▼
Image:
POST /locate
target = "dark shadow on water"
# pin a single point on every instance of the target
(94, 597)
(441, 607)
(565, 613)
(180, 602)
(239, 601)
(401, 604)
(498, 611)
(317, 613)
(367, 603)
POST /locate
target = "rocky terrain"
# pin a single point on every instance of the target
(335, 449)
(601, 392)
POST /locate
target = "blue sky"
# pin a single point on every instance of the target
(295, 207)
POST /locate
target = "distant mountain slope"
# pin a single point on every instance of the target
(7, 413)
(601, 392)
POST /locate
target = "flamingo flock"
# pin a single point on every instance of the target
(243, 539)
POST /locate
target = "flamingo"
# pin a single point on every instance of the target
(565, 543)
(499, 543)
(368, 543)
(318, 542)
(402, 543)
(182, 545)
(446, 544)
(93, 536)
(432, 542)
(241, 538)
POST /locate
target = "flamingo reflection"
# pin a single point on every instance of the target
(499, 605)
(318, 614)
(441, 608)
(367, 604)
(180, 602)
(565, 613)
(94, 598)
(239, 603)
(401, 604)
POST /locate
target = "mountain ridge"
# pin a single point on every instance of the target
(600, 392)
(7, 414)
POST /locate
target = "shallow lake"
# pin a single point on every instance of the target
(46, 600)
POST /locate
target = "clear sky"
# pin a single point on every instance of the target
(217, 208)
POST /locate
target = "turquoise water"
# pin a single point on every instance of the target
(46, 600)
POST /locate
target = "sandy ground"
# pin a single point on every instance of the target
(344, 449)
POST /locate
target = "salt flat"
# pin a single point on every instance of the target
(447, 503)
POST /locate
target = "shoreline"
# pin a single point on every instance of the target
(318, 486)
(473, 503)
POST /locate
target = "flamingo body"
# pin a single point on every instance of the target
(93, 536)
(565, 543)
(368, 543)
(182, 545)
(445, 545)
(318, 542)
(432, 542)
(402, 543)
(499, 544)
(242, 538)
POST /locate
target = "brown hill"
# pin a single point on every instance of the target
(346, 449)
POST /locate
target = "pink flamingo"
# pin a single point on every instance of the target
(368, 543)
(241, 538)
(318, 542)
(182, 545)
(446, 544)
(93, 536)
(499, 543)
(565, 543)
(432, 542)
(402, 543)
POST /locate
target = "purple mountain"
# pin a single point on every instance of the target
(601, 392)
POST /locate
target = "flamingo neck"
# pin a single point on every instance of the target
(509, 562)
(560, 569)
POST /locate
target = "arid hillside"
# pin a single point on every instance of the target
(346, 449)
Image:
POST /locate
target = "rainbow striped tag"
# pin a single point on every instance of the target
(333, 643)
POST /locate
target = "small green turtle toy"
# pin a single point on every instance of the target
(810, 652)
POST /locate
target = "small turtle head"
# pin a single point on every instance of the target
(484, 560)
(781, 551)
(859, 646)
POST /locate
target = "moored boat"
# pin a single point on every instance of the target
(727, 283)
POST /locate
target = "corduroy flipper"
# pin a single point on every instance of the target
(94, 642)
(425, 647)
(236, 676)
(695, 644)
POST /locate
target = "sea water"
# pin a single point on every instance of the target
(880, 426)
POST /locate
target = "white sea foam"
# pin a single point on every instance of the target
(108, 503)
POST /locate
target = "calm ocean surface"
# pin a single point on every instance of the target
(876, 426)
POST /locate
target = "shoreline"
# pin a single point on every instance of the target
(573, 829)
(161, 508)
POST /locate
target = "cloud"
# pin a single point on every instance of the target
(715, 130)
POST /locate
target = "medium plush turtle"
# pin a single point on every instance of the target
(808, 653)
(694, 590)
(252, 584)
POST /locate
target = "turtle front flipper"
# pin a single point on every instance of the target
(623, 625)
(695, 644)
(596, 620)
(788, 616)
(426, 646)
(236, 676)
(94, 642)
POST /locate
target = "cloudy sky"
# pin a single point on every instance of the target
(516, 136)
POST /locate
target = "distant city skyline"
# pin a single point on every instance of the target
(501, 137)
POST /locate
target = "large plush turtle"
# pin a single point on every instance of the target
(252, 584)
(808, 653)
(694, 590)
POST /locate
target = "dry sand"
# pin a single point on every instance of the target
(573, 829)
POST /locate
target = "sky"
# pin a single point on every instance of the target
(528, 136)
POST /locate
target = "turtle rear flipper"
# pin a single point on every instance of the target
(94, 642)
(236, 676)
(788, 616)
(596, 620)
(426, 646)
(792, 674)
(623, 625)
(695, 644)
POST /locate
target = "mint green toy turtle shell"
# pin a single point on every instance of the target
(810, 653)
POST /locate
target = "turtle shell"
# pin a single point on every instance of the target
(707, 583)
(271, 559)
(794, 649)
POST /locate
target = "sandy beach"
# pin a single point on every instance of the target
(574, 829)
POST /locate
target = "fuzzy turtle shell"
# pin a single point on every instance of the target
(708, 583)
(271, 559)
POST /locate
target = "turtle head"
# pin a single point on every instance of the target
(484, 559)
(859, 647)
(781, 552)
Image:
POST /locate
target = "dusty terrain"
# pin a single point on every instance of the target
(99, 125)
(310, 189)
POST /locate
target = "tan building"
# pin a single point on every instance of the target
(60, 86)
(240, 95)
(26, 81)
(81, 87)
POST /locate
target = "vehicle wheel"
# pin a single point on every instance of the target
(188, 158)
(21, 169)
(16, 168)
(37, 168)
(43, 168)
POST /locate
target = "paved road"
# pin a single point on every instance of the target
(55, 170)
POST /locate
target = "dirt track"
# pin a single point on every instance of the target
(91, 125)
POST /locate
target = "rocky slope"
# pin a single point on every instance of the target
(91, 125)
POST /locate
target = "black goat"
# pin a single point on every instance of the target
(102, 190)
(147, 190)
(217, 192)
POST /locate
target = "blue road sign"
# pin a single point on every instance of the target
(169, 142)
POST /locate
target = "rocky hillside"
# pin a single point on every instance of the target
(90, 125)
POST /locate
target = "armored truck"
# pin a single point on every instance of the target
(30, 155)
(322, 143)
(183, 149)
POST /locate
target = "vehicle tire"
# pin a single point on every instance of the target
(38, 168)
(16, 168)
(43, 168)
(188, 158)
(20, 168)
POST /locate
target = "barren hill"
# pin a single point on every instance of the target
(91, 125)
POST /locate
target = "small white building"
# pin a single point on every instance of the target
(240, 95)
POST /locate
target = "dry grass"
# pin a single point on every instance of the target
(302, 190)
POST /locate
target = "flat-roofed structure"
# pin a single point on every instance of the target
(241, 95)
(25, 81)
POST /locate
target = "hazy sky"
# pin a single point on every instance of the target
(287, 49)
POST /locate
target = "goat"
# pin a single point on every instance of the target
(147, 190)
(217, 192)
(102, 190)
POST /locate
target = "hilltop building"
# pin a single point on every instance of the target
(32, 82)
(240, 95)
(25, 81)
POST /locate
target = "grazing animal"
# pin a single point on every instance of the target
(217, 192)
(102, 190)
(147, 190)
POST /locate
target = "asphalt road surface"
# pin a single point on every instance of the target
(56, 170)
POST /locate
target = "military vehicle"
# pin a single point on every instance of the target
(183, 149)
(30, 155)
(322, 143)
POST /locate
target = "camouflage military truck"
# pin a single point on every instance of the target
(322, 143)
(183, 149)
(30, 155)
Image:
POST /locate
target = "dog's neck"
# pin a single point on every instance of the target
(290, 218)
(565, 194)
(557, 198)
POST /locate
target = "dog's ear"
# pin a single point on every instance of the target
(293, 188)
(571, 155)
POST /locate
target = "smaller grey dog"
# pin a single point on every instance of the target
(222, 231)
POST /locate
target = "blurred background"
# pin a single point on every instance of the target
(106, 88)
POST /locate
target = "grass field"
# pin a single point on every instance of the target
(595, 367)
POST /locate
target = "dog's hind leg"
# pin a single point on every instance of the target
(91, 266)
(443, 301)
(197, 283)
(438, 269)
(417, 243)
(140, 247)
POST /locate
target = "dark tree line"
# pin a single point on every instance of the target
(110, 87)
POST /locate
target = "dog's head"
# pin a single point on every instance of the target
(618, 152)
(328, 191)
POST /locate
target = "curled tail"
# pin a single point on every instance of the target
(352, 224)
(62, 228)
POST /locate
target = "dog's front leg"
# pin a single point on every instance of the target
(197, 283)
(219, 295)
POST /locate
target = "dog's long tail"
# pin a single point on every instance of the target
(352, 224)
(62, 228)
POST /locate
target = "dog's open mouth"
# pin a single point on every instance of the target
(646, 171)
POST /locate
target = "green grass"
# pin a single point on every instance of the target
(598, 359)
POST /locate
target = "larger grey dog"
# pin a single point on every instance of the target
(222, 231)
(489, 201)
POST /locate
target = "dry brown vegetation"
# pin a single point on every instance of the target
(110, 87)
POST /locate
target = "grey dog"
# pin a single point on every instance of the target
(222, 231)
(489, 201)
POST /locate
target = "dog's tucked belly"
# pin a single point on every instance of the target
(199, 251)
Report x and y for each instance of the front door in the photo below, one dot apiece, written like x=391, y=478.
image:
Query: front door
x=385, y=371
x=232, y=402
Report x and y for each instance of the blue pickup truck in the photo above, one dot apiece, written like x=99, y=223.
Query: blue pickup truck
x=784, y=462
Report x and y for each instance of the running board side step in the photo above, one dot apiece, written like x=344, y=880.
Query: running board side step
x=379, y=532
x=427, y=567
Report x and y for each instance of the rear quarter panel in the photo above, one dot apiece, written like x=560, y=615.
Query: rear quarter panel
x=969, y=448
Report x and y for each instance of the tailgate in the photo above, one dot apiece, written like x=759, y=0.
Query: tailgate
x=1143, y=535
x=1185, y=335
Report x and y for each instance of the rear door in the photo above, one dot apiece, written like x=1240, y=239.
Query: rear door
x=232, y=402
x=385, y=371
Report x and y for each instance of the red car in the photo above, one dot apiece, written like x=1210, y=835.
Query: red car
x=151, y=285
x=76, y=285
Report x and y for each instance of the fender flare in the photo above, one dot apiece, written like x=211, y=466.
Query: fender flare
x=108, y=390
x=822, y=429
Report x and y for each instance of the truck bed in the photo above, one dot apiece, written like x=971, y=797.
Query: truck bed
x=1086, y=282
▲
**Problem requirements:**
Please copy the data above word for word, starting with the line that contains "Report x and y for each instance of the red" and continuing through the last line of the data.

**Written answer:**
Report x and y for each instance of the red car in the photo above, one dot apiece, written like x=1210, y=835.
Query: red car
x=151, y=285
x=76, y=285
Report x and y for each instance of the fender flare in the photo above, one dot apiece, written like x=211, y=466.
Query: fender flare
x=108, y=390
x=822, y=429
Report x and y for each instance of the truck bed in the photo above, one dot apiece, written like x=971, y=797.
Query: truck bed
x=1086, y=282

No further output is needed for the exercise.